▶ _REQUIRED TASK_: Print only the line with "Put a marker on each instance of the woman in" and the lines after it, ending with the last line of the material, each exactly as it stands.

▶ _DATASET RECORDS_:
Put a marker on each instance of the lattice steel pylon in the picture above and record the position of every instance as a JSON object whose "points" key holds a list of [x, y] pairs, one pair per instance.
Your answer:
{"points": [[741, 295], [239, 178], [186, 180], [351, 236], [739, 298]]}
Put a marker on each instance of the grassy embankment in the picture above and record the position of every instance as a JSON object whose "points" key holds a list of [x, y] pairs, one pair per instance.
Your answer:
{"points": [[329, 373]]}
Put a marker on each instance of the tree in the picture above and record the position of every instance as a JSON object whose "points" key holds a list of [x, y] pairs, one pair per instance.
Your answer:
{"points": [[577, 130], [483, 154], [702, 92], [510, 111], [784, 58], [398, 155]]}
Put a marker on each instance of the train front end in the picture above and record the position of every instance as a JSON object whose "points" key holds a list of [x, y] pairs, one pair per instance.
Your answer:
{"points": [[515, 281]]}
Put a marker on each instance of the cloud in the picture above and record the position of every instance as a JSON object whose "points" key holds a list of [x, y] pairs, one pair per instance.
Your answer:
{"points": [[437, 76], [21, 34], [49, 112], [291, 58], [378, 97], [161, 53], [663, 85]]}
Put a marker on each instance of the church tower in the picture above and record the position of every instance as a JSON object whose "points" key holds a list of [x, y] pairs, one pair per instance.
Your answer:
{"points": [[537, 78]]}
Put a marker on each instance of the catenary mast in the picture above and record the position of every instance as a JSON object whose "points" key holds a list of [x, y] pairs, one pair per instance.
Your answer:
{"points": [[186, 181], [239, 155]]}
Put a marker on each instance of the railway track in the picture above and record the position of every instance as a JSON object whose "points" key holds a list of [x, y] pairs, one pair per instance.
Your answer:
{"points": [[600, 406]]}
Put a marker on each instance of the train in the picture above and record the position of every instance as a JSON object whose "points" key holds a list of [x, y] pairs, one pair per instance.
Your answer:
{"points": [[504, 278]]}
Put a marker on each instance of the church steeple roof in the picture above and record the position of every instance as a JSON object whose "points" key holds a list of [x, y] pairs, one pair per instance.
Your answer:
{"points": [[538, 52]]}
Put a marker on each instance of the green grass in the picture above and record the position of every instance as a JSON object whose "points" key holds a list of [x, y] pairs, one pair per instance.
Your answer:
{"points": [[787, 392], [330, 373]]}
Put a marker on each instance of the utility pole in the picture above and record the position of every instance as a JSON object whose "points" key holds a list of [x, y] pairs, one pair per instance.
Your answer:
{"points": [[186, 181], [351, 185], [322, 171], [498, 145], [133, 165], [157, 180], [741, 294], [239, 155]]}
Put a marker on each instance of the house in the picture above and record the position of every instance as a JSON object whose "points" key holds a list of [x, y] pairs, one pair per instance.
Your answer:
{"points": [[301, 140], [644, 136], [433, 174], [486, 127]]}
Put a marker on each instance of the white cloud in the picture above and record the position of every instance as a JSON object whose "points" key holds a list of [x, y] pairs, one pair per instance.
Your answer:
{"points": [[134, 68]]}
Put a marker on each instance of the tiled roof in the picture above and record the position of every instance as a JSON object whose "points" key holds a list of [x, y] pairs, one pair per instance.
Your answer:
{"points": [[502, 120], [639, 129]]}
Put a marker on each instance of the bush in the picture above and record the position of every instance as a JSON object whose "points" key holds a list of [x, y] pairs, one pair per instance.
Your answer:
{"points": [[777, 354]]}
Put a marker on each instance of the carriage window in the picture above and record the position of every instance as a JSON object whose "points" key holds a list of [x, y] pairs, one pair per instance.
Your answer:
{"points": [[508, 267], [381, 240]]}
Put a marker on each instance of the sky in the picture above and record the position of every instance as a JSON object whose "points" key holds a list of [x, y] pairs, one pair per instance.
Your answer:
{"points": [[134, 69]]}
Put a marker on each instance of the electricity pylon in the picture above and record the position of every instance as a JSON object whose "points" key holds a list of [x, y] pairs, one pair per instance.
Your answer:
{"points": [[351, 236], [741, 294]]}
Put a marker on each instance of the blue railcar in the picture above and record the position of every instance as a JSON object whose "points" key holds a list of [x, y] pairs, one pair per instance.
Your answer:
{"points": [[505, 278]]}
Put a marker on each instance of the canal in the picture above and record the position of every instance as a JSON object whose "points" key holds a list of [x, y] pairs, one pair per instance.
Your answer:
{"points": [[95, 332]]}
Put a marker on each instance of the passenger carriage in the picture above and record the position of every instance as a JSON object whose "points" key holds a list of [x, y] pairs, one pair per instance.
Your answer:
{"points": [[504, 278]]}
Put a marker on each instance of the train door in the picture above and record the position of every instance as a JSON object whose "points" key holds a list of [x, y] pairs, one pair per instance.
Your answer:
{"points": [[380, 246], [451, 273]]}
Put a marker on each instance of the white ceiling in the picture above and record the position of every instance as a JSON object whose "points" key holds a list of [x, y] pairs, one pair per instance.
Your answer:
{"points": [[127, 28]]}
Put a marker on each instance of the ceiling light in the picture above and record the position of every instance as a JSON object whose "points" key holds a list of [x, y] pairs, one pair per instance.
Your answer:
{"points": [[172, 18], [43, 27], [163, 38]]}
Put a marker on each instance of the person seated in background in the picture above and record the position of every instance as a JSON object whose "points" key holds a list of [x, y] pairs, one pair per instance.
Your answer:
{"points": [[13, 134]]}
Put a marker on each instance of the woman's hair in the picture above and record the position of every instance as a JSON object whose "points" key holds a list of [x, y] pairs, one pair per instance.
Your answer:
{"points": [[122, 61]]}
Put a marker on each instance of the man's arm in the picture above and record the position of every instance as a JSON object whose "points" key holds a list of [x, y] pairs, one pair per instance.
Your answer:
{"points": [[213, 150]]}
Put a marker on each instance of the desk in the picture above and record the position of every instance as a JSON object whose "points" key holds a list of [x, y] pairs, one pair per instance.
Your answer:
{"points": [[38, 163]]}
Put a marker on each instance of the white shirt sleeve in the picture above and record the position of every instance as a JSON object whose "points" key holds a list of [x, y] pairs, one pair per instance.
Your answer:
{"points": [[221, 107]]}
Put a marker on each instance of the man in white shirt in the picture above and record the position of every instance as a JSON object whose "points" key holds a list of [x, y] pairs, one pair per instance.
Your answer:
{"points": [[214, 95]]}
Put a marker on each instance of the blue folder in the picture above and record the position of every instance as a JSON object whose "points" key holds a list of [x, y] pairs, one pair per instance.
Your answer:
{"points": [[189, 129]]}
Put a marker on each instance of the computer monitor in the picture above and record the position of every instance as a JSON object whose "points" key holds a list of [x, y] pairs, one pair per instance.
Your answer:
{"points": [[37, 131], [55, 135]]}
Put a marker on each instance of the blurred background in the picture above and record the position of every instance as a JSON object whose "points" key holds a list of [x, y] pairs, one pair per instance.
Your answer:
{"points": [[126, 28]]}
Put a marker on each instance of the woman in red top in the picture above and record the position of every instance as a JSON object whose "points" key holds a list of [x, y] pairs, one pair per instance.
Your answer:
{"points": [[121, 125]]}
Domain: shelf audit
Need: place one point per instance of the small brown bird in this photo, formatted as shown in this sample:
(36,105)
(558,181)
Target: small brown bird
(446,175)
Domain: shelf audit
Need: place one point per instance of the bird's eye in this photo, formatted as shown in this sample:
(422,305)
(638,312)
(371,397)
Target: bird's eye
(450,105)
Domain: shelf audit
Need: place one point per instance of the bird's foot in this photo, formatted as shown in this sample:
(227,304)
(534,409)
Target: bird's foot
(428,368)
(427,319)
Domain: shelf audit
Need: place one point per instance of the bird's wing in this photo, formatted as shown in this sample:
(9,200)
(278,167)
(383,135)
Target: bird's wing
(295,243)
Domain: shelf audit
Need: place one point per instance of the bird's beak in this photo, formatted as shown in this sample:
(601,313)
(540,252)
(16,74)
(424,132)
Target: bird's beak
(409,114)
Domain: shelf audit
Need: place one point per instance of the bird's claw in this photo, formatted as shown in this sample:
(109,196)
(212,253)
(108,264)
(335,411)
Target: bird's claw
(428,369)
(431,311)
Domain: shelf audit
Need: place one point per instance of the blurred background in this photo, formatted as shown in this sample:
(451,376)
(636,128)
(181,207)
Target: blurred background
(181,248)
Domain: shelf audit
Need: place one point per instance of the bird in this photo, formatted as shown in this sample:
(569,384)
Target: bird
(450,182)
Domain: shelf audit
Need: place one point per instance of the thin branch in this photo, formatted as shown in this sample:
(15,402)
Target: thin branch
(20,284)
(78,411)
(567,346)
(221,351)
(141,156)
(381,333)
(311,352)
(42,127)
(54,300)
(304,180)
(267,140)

▶ _SOLUTION TO THIS EXERCISE_:
Put a marker on each instance of the woman in red top in the picture above and record the position of every instance as a JSON object whose "points" key holds a list of [x, y] pairs, one pair per instance.
Your answer:
{"points": [[121, 125]]}
Domain: shelf audit
Need: place one point per instance of the small brown bird in this photo, formatted as shown in this sample:
(36,105)
(558,181)
Target: small brown bird
(446,175)
Domain: shelf audit
Need: place one point per instance of the bird's eye in this photo, formatted as shown in this sample:
(422,305)
(638,312)
(371,397)
Target: bird's eye
(450,105)
Domain: shelf audit
Need: place one point per instance of the bird's foot in this photo, formatted as shown in this sample:
(227,304)
(534,409)
Target: bird's foot
(428,368)
(427,319)
Domain: shelf audit
Need: place one point per instance of the bird's wing in this photo, formatted as shown in this sample:
(9,200)
(278,167)
(383,135)
Target: bird's wing
(295,243)
Domain: shelf audit
Need: place one point per instance of the bird's beak in this photo, formatted as shown in this sample:
(601,313)
(540,252)
(16,74)
(424,132)
Target: bird's beak
(409,114)
Domain: shelf audit
Need: place one point per instance of the bird's claw in this photo, formatted as shown in this sample:
(109,196)
(212,253)
(108,264)
(335,411)
Target: bird's claw
(428,369)
(431,311)
Domain: shelf audit
Need: place one point per instance of the blurred background in this photo, formatted as shown in this sample:
(451,376)
(636,128)
(181,207)
Target: blurred background
(181,248)
Domain: shelf audit
Need: place one point per instance of the bird in this photo, formatted as shown in this sample:
(569,384)
Target: bird
(450,182)
Domain: shelf audit
Need: place one point per instance of the thin branch in this photo, formatted as shown in this sample:
(15,402)
Target: thin branch
(20,284)
(78,411)
(567,346)
(221,351)
(141,156)
(381,333)
(311,352)
(42,127)
(54,300)
(304,180)
(267,140)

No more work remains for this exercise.